## What you need to do
**1)** Quote the passage on expert system verification word for word, between "with inputs x1,...,xk" and "satisfied by E.", inclusive.
**2)** Extend the passage on verifying expert systems and knowledge models, picking up after its final sentence.

::: Passage

Intermediate Variables: Intermediate variables are variables that are computed or inferred from input variables, and are used to infer or compute conclusions.
Many expert systems can be decomposed into two sequential steps (an expert can often tell the user about such a decomposition):

Determine the value of some intermediate variables.
Draw conclusions from these intermediate variables.
In addition, an intermediate variable is useful for partitioning only if some of the input variables of the system as a whole are used for computing the intermediate variable. In function notation, an expert system with an intermediate variable is of the form:
e(x1,...,xn) = e(x1,...,xk, y), where y = g(xk+1,...,,Xn).
Results about completeness, consistency, and specification satisfaction are entirely analogous to those for final level partitioning. However, the role of the final level expert system is that expert system which implements the function:
e(x1,...,xk, y)
with inputs x1,...,xk and y. This expert system can be found by the method in chapter 5. The single information gathering subsystem is:
g(xk+1,...,Xn).
Partitioning Of The Function Domain: Let E be an expert system which implements the function e(I), where I is a vector of inputs. Let the domain of I be some domain D, such that D is partitioned into mutually exclusive subsets {Di}, i.e.,
Union{Di} = D
Di intersection Dj = NULL for i != j
Let Ei be the expert system that implements the function:
e restricted to Di
Then the following results relate correctness of E to the correctness of the Ei.
Consistency: If each of the Ei is consistent, so is E.
Completeness: If each of the Ei is complete, so is E.
Satisfaction Of Specification: If a specification is satisfied by each Ei, it is satisfied by E.
Examples of domain partitioning occur in decision tree systems. The effect of the decision tree is to partition the entire domain of the expert system into subsets, each of which satisfies the conditions along the path from some leaf node of the decision tree to the root of that tree.

6.7 Verifying Knowledge Model Implementations

6.7.1 Overview
Knowledge models are useful for proofs because knowledge models may have certain established properties, such as consistency and completeness, that automatically apply to any system that uses the knowledge model. This means that one can simplify the task of proving something about an expert system by showing that it uses a knowledge model.
However, nothing is free. If one uses a knowledge model to establish the properties of a system, one must show that the system actually uses, i.e. implements, the knowledge model. This requirement is explained below.
6.7.2 Implementation of a Knowledge Model
An expert system implements a knowledge model if:

The data required by the knowledge model can be identified in the expert system
The data used in the knowledge model is interpreted by the expert system according to the rules required by the knowledge model.

::::::
::: Stored rows

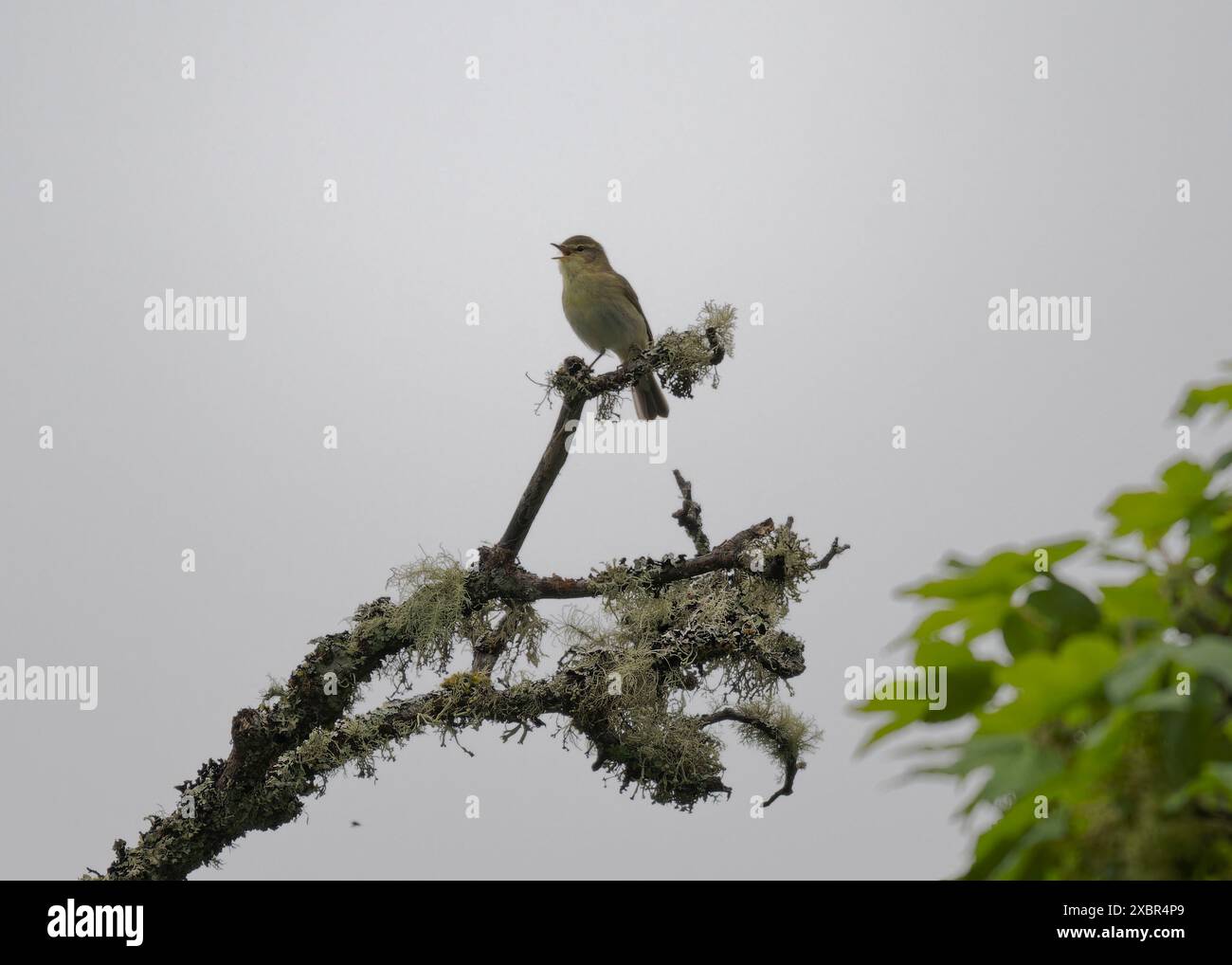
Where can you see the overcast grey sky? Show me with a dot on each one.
(775, 191)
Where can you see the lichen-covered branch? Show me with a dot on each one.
(689, 516)
(673, 631)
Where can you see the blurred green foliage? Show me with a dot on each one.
(1108, 710)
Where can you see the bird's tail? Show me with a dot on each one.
(648, 398)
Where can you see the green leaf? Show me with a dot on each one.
(1001, 574)
(1018, 766)
(1199, 398)
(969, 685)
(1048, 684)
(1140, 603)
(1134, 670)
(1210, 656)
(1152, 513)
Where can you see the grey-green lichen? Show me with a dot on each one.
(682, 360)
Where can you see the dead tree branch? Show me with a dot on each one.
(676, 625)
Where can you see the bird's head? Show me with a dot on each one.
(580, 253)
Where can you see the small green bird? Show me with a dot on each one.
(604, 312)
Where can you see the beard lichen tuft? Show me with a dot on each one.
(787, 735)
(430, 609)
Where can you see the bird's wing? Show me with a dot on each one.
(627, 290)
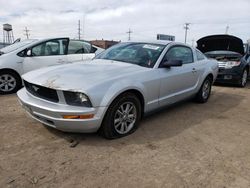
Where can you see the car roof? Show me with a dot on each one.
(161, 42)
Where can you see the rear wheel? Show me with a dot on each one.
(122, 117)
(205, 91)
(10, 82)
(243, 80)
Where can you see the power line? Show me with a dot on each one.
(27, 34)
(186, 27)
(129, 34)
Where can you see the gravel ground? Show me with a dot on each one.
(188, 145)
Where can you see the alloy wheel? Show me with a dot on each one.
(206, 89)
(125, 117)
(7, 83)
(244, 78)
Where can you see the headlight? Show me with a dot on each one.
(77, 99)
(231, 64)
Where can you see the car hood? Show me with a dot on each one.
(81, 76)
(220, 43)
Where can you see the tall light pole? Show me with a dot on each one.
(79, 29)
(26, 32)
(186, 27)
(129, 34)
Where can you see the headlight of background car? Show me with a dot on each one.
(231, 64)
(77, 99)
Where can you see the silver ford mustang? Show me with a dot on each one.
(111, 93)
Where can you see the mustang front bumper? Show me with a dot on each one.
(51, 114)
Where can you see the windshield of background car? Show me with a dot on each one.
(143, 54)
(15, 46)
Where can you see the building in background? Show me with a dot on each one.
(165, 37)
(8, 36)
(104, 43)
(3, 44)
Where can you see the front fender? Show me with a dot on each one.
(119, 87)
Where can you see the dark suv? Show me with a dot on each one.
(234, 63)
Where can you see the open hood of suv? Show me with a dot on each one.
(220, 43)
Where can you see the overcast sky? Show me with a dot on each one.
(111, 19)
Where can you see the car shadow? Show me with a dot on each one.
(163, 124)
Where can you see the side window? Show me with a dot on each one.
(200, 56)
(180, 53)
(79, 47)
(50, 48)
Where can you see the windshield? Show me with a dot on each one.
(15, 46)
(143, 54)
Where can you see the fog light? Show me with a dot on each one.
(228, 77)
(86, 116)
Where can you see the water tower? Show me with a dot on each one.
(8, 36)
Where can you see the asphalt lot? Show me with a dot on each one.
(188, 145)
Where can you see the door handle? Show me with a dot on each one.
(60, 61)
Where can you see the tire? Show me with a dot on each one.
(10, 82)
(244, 77)
(122, 117)
(205, 91)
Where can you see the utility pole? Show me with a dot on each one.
(26, 32)
(186, 27)
(193, 42)
(129, 34)
(83, 26)
(79, 29)
(227, 29)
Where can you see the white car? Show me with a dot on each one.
(29, 55)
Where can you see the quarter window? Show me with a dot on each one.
(79, 47)
(49, 48)
(200, 56)
(182, 53)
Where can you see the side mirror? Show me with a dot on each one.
(172, 63)
(28, 53)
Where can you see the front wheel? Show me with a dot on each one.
(205, 91)
(9, 82)
(243, 80)
(122, 116)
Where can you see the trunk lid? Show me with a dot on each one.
(220, 43)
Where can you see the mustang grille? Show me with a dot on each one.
(42, 92)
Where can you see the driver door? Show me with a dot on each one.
(48, 53)
(79, 51)
(178, 83)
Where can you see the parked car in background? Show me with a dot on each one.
(112, 92)
(234, 65)
(28, 55)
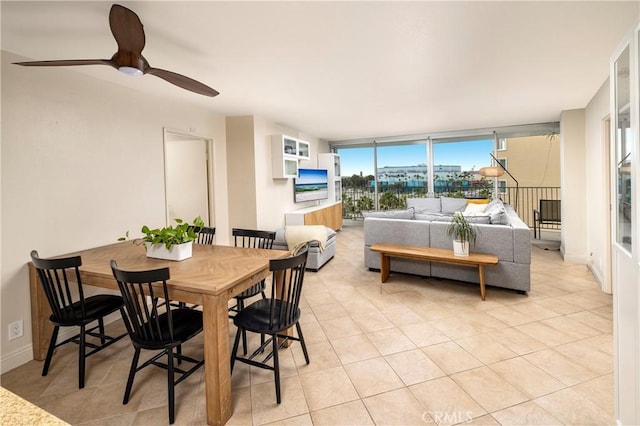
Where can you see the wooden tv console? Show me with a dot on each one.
(329, 215)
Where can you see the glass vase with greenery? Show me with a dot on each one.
(460, 229)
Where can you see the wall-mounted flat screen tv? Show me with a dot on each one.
(311, 185)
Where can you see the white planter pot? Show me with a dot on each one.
(176, 252)
(460, 248)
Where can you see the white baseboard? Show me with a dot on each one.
(25, 354)
(16, 359)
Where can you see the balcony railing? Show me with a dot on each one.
(355, 200)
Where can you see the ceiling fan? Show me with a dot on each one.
(129, 34)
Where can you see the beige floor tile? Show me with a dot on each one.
(373, 376)
(571, 408)
(321, 357)
(264, 408)
(423, 334)
(400, 315)
(397, 407)
(575, 329)
(605, 311)
(451, 358)
(558, 306)
(351, 413)
(599, 391)
(340, 327)
(517, 341)
(354, 348)
(559, 366)
(390, 341)
(329, 311)
(488, 389)
(486, 420)
(326, 388)
(414, 366)
(509, 315)
(527, 413)
(485, 348)
(594, 320)
(581, 301)
(372, 321)
(584, 354)
(302, 420)
(446, 402)
(550, 333)
(534, 311)
(603, 342)
(525, 376)
(313, 332)
(117, 420)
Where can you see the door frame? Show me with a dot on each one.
(168, 134)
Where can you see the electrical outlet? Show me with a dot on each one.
(15, 330)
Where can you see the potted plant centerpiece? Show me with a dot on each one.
(169, 242)
(463, 233)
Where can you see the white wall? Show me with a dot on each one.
(82, 162)
(573, 178)
(274, 197)
(256, 199)
(597, 182)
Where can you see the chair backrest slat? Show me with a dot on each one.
(146, 299)
(286, 288)
(206, 235)
(550, 211)
(252, 238)
(58, 286)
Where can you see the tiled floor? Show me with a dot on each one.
(416, 351)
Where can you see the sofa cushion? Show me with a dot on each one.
(473, 209)
(424, 205)
(429, 216)
(452, 205)
(498, 214)
(390, 214)
(281, 243)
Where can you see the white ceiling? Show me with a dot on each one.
(346, 70)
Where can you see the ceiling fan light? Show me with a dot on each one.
(130, 70)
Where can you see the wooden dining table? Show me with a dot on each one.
(212, 276)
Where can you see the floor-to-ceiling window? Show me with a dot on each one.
(456, 165)
(381, 173)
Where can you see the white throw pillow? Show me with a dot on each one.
(473, 209)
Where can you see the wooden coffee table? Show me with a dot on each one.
(428, 254)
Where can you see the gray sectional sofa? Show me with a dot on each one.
(425, 222)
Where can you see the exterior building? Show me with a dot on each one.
(534, 161)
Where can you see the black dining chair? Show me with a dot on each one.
(250, 238)
(207, 236)
(275, 315)
(154, 325)
(62, 285)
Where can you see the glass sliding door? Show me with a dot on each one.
(456, 165)
(623, 145)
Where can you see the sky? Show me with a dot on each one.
(467, 154)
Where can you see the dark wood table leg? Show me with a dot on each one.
(385, 262)
(483, 291)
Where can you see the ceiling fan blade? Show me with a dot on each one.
(127, 29)
(66, 63)
(182, 81)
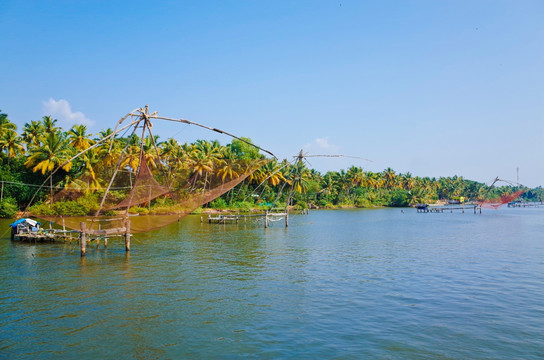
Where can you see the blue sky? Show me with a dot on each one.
(435, 88)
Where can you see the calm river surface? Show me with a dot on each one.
(350, 284)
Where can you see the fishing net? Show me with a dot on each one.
(178, 192)
(496, 202)
(143, 182)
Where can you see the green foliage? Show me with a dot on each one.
(219, 204)
(138, 210)
(8, 208)
(399, 198)
(243, 205)
(64, 208)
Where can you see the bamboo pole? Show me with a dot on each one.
(83, 240)
(127, 234)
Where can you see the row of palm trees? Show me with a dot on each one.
(43, 146)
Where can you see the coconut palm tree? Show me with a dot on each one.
(53, 152)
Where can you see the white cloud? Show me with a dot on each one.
(62, 111)
(321, 144)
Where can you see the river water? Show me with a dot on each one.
(349, 284)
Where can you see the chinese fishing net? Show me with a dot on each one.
(498, 201)
(177, 187)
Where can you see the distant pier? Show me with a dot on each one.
(425, 208)
(526, 204)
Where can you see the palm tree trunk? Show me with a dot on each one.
(51, 188)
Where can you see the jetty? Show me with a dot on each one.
(525, 204)
(268, 216)
(29, 230)
(426, 208)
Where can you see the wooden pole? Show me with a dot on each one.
(127, 234)
(83, 237)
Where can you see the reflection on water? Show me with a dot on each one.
(351, 283)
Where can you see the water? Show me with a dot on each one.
(349, 284)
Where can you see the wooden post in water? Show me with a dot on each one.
(127, 234)
(83, 236)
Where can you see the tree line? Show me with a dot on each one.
(28, 157)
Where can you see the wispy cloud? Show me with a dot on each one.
(62, 111)
(321, 144)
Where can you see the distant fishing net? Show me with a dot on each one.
(497, 202)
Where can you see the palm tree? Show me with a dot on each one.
(228, 167)
(390, 178)
(53, 153)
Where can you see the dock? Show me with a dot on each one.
(268, 216)
(223, 219)
(526, 204)
(28, 230)
(425, 208)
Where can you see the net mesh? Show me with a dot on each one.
(497, 202)
(180, 191)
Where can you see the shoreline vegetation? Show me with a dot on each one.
(27, 158)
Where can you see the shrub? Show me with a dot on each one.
(8, 208)
(243, 205)
(399, 198)
(219, 204)
(138, 210)
(64, 208)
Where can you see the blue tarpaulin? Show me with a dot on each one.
(20, 221)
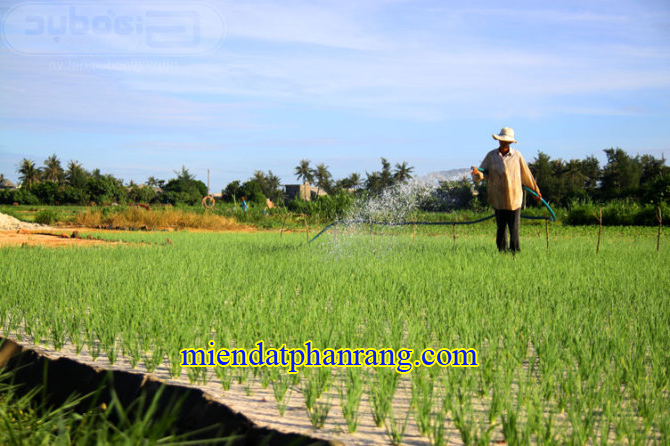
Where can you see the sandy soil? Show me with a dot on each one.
(14, 232)
(258, 403)
(53, 238)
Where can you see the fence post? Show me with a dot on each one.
(281, 234)
(546, 231)
(600, 227)
(371, 236)
(660, 225)
(306, 227)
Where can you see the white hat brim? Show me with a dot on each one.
(504, 138)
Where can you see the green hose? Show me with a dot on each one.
(551, 211)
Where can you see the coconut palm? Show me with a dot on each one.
(323, 178)
(75, 174)
(402, 173)
(52, 169)
(304, 172)
(28, 173)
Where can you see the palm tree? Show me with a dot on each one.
(353, 181)
(402, 173)
(29, 174)
(75, 174)
(52, 169)
(322, 177)
(304, 172)
(155, 182)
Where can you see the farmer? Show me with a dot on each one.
(506, 172)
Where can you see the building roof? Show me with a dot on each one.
(6, 184)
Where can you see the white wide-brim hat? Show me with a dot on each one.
(506, 134)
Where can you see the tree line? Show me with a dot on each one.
(54, 184)
(641, 179)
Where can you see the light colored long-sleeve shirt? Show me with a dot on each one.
(506, 174)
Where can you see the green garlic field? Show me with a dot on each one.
(573, 346)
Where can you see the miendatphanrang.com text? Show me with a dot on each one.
(292, 358)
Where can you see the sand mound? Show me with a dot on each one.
(9, 223)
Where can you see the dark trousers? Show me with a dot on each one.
(508, 219)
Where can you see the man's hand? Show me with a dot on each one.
(477, 175)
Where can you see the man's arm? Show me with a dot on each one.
(478, 175)
(527, 178)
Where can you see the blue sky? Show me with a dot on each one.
(264, 84)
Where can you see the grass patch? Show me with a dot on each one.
(139, 218)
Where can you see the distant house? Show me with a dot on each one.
(305, 191)
(6, 184)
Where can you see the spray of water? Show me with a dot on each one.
(379, 215)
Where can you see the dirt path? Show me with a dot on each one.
(52, 238)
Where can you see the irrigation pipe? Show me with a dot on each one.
(437, 223)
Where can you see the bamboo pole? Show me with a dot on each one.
(372, 239)
(546, 231)
(660, 226)
(600, 227)
(281, 234)
(306, 227)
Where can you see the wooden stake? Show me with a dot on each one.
(372, 239)
(600, 227)
(306, 227)
(546, 231)
(281, 234)
(660, 226)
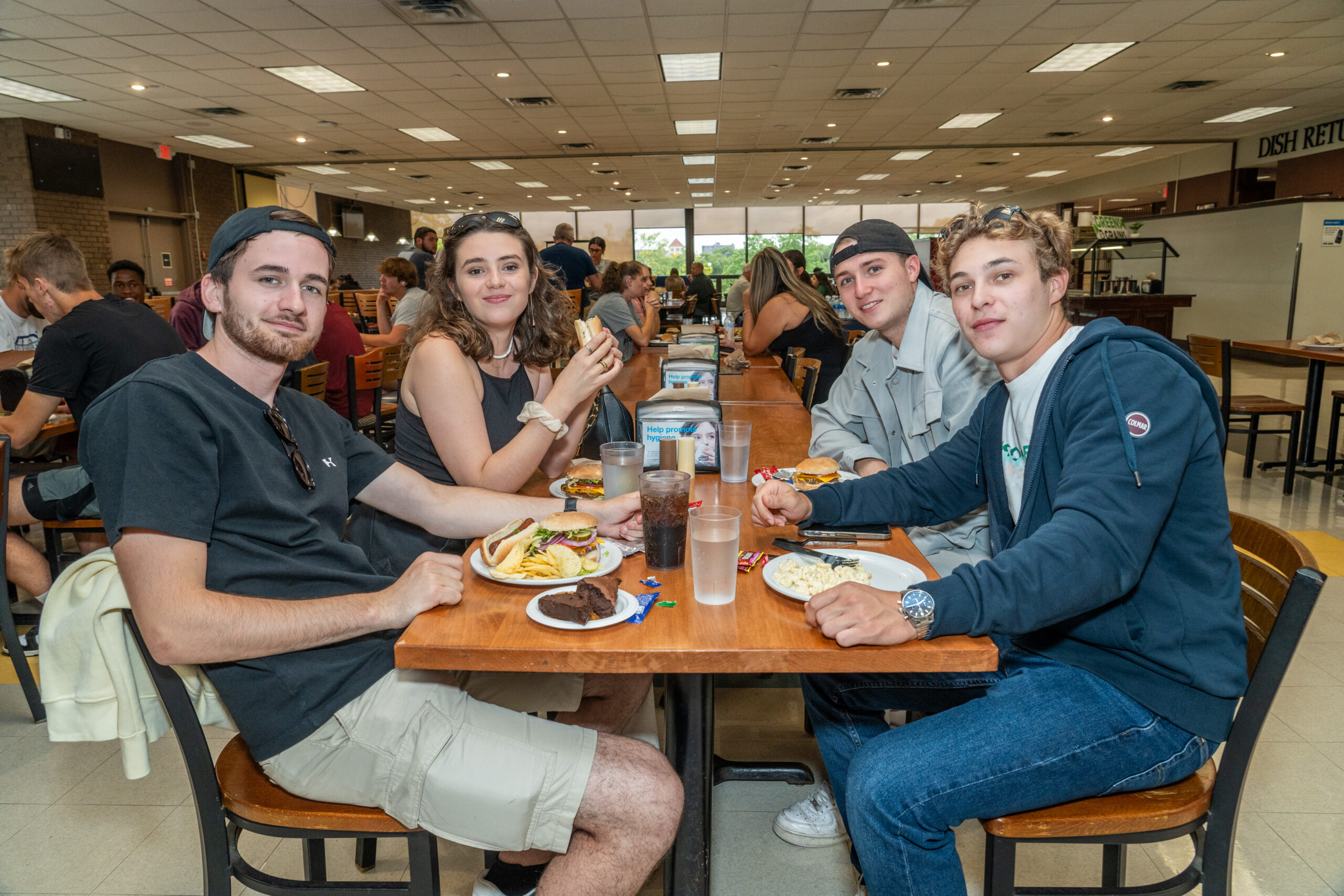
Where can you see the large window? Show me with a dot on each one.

::::::

## Responses
**1)**
with inputs x1,...,xk and y. This expert system can be found by the method in chapter 5. The single information gathering subsystem is:
g(xk+1,...,Xn).
Partitioning Of The Function Domain: Let E be an expert system which implements the function e(I), where I is a vector of inputs. Let the domain of I be some domain D, such that D is partitioned into mutually exclusive subsets {Di}, i.e.,
Union{Di} = D
Di intersection Dj = NULL for i != j
Let Ei be the expert system that implements the function:
e restricted to Di
Then the following results relate correctness of E to the correctness of the Ei.
Consistency: If each of the Ei is consistent, so is E.
Completeness: If each of the Ei is complete, so is E.
Satisfaction Of Specification: If a specification is satisfied by each Ei, it is satisfied by E.

**2)**
For example, to show that a rule-based expert system implements a decision tree, it should be shown that:

The expert system has rules that fire for each branch of the decision tree
The expert system gathers the information needed to select a branch in the decision tree
After gathering that information, the expert system selects the branch, i.e. the expert systems the subsystem attached to the branch determined by the just-gathered information.

6.7.3 Proofs Using a Knowledge Model
If a knowledge model is used to establish that an expert system has some property, there are two things that need to be done:

Show that for a knowledge base that fits the knowledge model, the desired property is true.
Show that the expert system implements the knowledge model. How to do so is the subject of this section.

6.7.4 Example
Verifying a System based on Decision Tables
The KB1 demonstration expert system is shown in Figure 4.1. The information in the knowledge base is shown in the following decision tables. Example Decision Tables:

Investment Decision Table

Risk Tolerance yes yes no no

Discretionary Income yes no yes no

Investment Stocks Bank Account Bank Account Bank Account

Discretionary Income Decision Table

Boat yes yes no no

Luxury Car yes no yes no

Discretionary Income yes yes yes no

Risk Tolerance Decision Table

Lottery Tickets yes yes no no

Stocks yes no yes no

Risk Tolerance yes yes yes no

6.7.5 Analyzing KB1 With These Decision Tables
To illustrate verifying a knowledge base, the knowledge base expressed in the decision tables will be accepted as correct; our current goal is to see that the code implementing the knowledge base contains the information in the decision tables, and only that information.
The following tables shows which rules in Figure 4.1 implement which parts of the decision tables.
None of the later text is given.